• The task: Resize the point coordinates in the listing below, starting at the line that contains "Target: window pane" and running through the end of the listing, both ends included. Reproduce only those lines, requests included, with every x and y value multiplied by 1.2 and rounded to a whole number, halves rounded up.

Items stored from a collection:
* * * * * * * * *

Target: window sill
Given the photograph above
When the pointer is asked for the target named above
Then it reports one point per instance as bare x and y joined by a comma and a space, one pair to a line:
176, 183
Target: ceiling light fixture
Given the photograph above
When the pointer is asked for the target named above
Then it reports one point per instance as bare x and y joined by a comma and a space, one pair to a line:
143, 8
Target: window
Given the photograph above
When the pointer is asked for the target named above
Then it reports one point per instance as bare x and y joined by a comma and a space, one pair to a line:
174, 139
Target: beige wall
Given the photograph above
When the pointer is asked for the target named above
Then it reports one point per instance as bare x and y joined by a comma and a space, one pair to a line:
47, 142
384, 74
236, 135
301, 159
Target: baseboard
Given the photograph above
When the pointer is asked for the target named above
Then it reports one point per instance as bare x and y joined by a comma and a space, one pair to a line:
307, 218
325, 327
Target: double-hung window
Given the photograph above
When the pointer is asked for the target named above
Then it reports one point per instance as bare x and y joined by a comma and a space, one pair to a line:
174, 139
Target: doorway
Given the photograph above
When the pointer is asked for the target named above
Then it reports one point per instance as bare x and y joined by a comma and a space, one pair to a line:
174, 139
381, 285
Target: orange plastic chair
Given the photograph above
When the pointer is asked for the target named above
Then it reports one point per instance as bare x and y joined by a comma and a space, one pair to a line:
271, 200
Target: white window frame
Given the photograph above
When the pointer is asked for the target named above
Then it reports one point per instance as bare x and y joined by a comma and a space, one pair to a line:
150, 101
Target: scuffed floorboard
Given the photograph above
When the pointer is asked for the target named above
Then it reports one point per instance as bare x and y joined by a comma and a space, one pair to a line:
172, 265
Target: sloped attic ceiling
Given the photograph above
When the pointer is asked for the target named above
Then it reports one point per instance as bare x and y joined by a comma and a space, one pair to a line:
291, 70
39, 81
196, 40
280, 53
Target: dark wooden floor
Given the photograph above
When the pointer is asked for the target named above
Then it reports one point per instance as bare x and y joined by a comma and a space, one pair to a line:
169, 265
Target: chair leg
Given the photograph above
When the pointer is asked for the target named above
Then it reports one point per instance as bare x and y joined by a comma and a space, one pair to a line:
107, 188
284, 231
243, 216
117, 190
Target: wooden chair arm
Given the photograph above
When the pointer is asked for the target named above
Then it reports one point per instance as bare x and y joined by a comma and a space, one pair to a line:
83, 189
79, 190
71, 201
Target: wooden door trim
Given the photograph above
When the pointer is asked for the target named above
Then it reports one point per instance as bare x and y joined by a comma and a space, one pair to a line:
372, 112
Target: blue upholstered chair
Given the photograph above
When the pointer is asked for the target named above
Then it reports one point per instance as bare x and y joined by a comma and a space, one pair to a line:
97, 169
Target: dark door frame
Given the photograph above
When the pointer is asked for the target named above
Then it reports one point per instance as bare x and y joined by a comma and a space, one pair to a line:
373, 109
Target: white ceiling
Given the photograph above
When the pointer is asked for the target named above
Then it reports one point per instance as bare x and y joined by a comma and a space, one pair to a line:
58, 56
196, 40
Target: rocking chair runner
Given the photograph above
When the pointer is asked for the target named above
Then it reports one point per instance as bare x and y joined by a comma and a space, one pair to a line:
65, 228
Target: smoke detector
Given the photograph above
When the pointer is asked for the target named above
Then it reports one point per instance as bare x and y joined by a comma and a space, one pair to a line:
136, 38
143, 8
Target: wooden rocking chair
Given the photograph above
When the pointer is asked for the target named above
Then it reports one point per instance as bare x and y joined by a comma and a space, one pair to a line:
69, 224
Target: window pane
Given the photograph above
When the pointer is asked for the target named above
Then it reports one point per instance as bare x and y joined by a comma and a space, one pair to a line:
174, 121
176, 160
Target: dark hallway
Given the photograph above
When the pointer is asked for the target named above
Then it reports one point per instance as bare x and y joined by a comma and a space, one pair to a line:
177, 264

* * * * * * * * *

• Result of this task:
Target: window pane
Given the photograph above
When the pointer is asked for the target named above
Then it reports one point per instance as bare x and y joined by a comma and a space, one pair to a line:
209, 145
211, 192
Target: dark hallway
Given the photograph above
When the pointer is asked for the target named above
Then it reports one point per instance as bare x and y joined by a comma and a space, one pair to a line:
212, 317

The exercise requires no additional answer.